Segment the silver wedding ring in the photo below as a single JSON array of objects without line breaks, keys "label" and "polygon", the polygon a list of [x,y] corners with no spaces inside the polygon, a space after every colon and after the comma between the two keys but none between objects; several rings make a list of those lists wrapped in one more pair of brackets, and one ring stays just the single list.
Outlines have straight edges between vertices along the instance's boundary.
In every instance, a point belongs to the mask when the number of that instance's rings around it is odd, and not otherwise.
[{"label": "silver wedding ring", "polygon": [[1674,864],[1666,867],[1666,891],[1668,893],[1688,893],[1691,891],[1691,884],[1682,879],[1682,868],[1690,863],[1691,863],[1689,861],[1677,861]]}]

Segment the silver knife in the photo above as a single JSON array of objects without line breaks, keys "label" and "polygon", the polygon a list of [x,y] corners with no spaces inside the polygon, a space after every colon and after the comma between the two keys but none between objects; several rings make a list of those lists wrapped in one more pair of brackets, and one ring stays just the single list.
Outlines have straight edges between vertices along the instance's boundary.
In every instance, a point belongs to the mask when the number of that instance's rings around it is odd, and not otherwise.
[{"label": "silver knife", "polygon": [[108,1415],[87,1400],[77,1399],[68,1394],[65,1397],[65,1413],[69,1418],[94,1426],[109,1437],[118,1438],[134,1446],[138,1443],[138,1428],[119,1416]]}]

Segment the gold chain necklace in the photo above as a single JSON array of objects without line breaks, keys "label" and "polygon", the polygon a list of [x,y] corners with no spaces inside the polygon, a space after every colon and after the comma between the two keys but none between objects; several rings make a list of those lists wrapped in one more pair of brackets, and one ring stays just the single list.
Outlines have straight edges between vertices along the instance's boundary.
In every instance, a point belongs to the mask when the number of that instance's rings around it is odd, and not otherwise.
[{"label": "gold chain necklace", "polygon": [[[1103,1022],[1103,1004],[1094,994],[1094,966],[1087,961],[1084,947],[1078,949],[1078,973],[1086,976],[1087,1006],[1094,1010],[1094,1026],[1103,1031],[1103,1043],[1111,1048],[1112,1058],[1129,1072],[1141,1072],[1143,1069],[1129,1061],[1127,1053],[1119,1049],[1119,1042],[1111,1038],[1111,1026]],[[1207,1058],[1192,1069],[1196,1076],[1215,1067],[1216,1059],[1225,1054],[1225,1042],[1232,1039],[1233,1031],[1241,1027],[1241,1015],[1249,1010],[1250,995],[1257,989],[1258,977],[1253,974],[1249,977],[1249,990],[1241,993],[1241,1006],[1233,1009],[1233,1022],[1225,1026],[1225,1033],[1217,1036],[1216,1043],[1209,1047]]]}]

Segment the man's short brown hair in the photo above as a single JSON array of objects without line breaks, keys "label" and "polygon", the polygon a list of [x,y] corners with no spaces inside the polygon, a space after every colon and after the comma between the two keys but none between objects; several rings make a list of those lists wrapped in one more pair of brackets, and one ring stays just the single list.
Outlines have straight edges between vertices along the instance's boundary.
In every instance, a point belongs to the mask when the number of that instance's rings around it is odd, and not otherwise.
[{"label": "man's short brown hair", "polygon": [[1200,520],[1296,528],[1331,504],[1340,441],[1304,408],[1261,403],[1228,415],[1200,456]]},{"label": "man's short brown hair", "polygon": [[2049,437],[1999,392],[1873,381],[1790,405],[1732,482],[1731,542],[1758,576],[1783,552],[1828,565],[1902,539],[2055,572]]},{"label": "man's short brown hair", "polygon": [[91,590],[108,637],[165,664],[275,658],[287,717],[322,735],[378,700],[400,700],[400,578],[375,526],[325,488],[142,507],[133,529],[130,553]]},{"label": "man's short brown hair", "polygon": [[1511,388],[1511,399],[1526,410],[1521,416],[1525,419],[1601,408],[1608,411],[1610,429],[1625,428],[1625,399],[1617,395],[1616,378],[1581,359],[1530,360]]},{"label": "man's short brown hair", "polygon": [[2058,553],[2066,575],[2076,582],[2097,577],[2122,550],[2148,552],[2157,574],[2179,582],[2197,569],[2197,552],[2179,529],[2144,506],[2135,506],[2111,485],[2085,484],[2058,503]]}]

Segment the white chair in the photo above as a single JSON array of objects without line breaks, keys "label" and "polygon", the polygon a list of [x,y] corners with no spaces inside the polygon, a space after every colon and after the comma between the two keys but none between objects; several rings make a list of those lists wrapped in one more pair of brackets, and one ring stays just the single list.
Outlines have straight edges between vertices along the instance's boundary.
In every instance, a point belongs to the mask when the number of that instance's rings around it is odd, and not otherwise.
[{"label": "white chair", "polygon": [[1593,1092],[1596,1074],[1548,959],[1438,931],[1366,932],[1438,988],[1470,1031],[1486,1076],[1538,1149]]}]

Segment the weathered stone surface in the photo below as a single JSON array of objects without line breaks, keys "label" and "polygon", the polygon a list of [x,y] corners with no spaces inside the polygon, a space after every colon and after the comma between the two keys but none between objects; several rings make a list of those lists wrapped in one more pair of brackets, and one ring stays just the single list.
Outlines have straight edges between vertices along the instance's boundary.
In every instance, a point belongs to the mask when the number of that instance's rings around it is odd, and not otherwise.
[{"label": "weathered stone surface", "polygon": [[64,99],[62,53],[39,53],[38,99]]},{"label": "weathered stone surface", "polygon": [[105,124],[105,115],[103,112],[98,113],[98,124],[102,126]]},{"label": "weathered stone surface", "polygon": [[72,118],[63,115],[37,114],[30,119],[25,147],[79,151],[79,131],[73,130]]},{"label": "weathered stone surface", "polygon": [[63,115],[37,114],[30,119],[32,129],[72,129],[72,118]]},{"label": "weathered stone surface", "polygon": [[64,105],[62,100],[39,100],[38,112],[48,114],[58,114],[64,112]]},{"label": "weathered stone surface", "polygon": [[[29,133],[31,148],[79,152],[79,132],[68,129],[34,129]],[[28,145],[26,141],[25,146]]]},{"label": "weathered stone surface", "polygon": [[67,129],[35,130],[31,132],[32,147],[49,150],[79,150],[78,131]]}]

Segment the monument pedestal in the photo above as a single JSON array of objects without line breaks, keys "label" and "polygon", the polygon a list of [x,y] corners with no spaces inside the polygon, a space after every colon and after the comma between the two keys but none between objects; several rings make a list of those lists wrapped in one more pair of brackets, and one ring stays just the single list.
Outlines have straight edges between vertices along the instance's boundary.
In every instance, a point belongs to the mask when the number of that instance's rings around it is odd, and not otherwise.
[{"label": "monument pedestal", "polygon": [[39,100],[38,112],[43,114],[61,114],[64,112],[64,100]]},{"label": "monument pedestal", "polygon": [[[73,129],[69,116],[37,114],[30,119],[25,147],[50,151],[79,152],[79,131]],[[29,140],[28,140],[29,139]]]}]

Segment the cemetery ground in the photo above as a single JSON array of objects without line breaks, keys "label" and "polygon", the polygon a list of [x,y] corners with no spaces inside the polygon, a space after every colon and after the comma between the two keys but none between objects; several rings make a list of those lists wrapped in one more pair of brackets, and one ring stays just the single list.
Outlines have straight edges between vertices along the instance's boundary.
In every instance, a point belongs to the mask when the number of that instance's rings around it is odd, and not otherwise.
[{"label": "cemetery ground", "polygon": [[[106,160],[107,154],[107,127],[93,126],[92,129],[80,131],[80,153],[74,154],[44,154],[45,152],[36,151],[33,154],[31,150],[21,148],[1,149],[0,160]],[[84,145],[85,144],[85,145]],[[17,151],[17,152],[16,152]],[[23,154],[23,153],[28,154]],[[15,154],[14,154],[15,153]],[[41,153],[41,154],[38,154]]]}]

GOAL OF THE EXERCISE:
The complete listing must be reproduced exactly as written.

ANSWER BOX:
Segment the silver wedding ring in the photo below as a single JSON array of objects without line breaks, keys "label" and "polygon", the polygon a list of [x,y] corners with no spaces inside the polygon, a space after every colon and after the comma between the two keys but none between objects; several rings make a list of those lists wrapped in one more pair of brackets, and one ring stays just the single list.
Outlines have straight edges between vertices along the instance's boundary.
In every instance, a point belongs to the mask when the number of that instance's rings around it is odd, and not otherwise.
[{"label": "silver wedding ring", "polygon": [[1674,864],[1666,867],[1666,891],[1668,893],[1688,893],[1691,891],[1691,884],[1682,879],[1682,868],[1690,863],[1691,863],[1689,861],[1677,861]]}]

Segment the silver knife in the photo above as a single JSON array of objects without line breaks, keys "label" and "polygon", the polygon a list of [x,y] corners with no spaces inside the polygon, a space after every colon and after the comma between the two keys but none between objects; several rings make a list of those lists wrapped in one more pair of brackets, and one ring stays just the single list.
Outlines have straight edges between vertices along the instance's boundary.
In every instance, a point belongs to the mask when the number of that instance's rings around it is odd, and not otherwise.
[{"label": "silver knife", "polygon": [[108,1415],[87,1400],[77,1399],[68,1394],[65,1397],[65,1413],[69,1418],[94,1426],[109,1437],[118,1438],[134,1446],[138,1443],[138,1428],[119,1416]]}]

Segment the gold chain necklace in the photo above as a single JSON array of objects without line breaks, keys "label" and "polygon", the polygon a list of [x,y] corners with no spaces inside the polygon, a space after every colon and after the comma between the two keys but none between objects; several rings make a list of those lists wrapped in one more pair of brackets, and one ring stays just the single list.
Outlines have straight edges between vertices along the instance's boundary.
In every instance, a point belongs to the mask when the number of that instance's rings around it is odd, and not otherwise.
[{"label": "gold chain necklace", "polygon": [[[1103,1022],[1103,1004],[1094,994],[1094,966],[1087,961],[1084,947],[1078,949],[1078,973],[1086,976],[1087,1006],[1094,1010],[1094,1026],[1103,1031],[1103,1043],[1111,1048],[1112,1058],[1129,1072],[1141,1072],[1143,1069],[1129,1061],[1127,1053],[1119,1049],[1119,1042],[1111,1038],[1111,1026]],[[1207,1058],[1192,1069],[1196,1076],[1215,1067],[1216,1059],[1225,1054],[1225,1042],[1232,1039],[1233,1031],[1241,1027],[1241,1015],[1249,1010],[1250,995],[1257,989],[1258,977],[1253,974],[1249,977],[1249,990],[1241,993],[1241,1006],[1233,1009],[1233,1022],[1225,1026],[1225,1033],[1217,1036],[1216,1043],[1209,1047]]]}]

Segment the man's short brown hair in the photo above as a single JSON array of objects without line breaks, keys "label" and "polygon", the polygon a list of [x,y] corners with no spaces inside the polygon, a space after every colon and after the comma between the two keys but none between objects; several rings make a list of those lists wrapped in one more pair of brackets, and one ring stays just the single list.
Outlines have straight edges between vertices along the instance's boundary.
In every instance, a point belongs to the mask when the number of that instance's rings around it is odd, and not otherwise.
[{"label": "man's short brown hair", "polygon": [[1200,520],[1296,528],[1331,504],[1340,441],[1304,408],[1261,403],[1228,415],[1200,456]]},{"label": "man's short brown hair", "polygon": [[2049,437],[1999,392],[1873,381],[1790,405],[1732,482],[1731,542],[1758,576],[1783,552],[1828,565],[1902,539],[2055,572]]},{"label": "man's short brown hair", "polygon": [[91,590],[108,637],[165,664],[275,658],[287,717],[322,735],[378,700],[400,700],[400,578],[375,526],[325,488],[142,507],[133,529],[130,553]]},{"label": "man's short brown hair", "polygon": [[1511,388],[1511,399],[1526,410],[1521,416],[1525,419],[1601,408],[1608,411],[1610,429],[1625,428],[1625,399],[1617,395],[1616,378],[1581,359],[1530,360]]},{"label": "man's short brown hair", "polygon": [[2058,553],[2066,575],[2076,582],[2097,577],[2122,550],[2148,552],[2157,574],[2179,582],[2197,569],[2197,552],[2179,529],[2144,506],[2135,506],[2111,485],[2085,484],[2058,503]]}]

Segment the white chair in the photo above as a single JSON array of objects without line breaks, keys "label" and "polygon", the polygon a list of [x,y] corners with no spaces inside the polygon, a space after every colon and after the comma between the two keys but none between objects; several rings make a list of those lists wrapped in one more pair of brackets, and one ring stays just the single list.
Outlines have straight edges between vertices along the instance's boundary.
In every instance, a point belongs to the mask when the number of that instance's rings around it is odd, and not otherwise.
[{"label": "white chair", "polygon": [[1593,1092],[1596,1074],[1548,959],[1438,931],[1366,932],[1438,988],[1470,1031],[1486,1076],[1538,1149]]}]

Segment the weathered stone surface in the photo below as a single JSON array of objects without line breaks, keys "label" and "polygon", the polygon a list of [x,y] corners with no spaces inside the polygon, a space after every colon and after the comma between the two keys but none between objects; several rings make a list of those lists wrapped in one more pair of brackets, and one ring stays just the single list.
Outlines have straight edges between vertices along the instance's boundary.
In every instance, a point belongs to the mask when the number of that instance's rings around it is odd, and not otherwise.
[{"label": "weathered stone surface", "polygon": [[64,99],[62,53],[39,53],[38,99]]},{"label": "weathered stone surface", "polygon": [[105,124],[105,115],[103,112],[98,113],[98,124],[102,126]]},{"label": "weathered stone surface", "polygon": [[72,118],[63,115],[37,114],[30,119],[25,147],[79,151],[79,131],[73,130]]},{"label": "weathered stone surface", "polygon": [[63,115],[37,114],[30,119],[32,129],[72,129],[72,118]]},{"label": "weathered stone surface", "polygon": [[64,105],[62,100],[39,100],[38,112],[48,114],[58,114],[64,112]]},{"label": "weathered stone surface", "polygon": [[[29,133],[31,148],[79,152],[79,132],[68,129],[34,129]],[[28,145],[26,141],[25,146]]]},{"label": "weathered stone surface", "polygon": [[67,129],[35,130],[31,132],[32,147],[49,150],[79,150],[78,131]]}]

Segment the monument pedestal in the photo above as a single JSON array of objects without line breaks, keys "label" and "polygon", the polygon a list of [x,y] corners with no spaces inside the polygon, a space after every colon and after the comma between the two keys but none between objects; several rings make a list of those lists wrapped in one more pair of brackets, and one ring stays just the single list.
Outlines have straight edges between vertices along the instance's boundary.
In every instance, a point belongs to the mask when the number of that instance's rings around it is odd, and not otherwise.
[{"label": "monument pedestal", "polygon": [[39,100],[38,112],[43,114],[61,114],[64,112],[64,100]]},{"label": "monument pedestal", "polygon": [[[73,129],[69,116],[37,114],[30,119],[25,147],[50,151],[79,152],[79,131]],[[29,140],[28,140],[29,139]]]}]

Segment the cemetery ground in the photo above as a single JSON array of objects without line breaks, keys "label" and "polygon", the polygon a list of [x,y] corners with no spaces inside the polygon, a space after every colon and after the comma between the two keys but none between objects; several rings make a list of those lists wrapped in one more pair of brackets, and one ring stays just the single list.
Outlines have straight edges between vertices along the instance's boundary.
In every instance, a point belongs to the mask when the number of that instance's rings around it is odd, and not otherwise.
[{"label": "cemetery ground", "polygon": [[[106,160],[107,154],[107,127],[93,126],[92,129],[80,131],[80,153],[74,154],[44,154],[45,152],[36,151],[33,154],[31,150],[21,148],[1,149],[0,160]],[[84,145],[85,144],[85,145]],[[17,151],[17,152],[16,152]],[[23,154],[23,153],[28,154]],[[15,154],[14,154],[15,153]],[[41,153],[41,154],[38,154]]]}]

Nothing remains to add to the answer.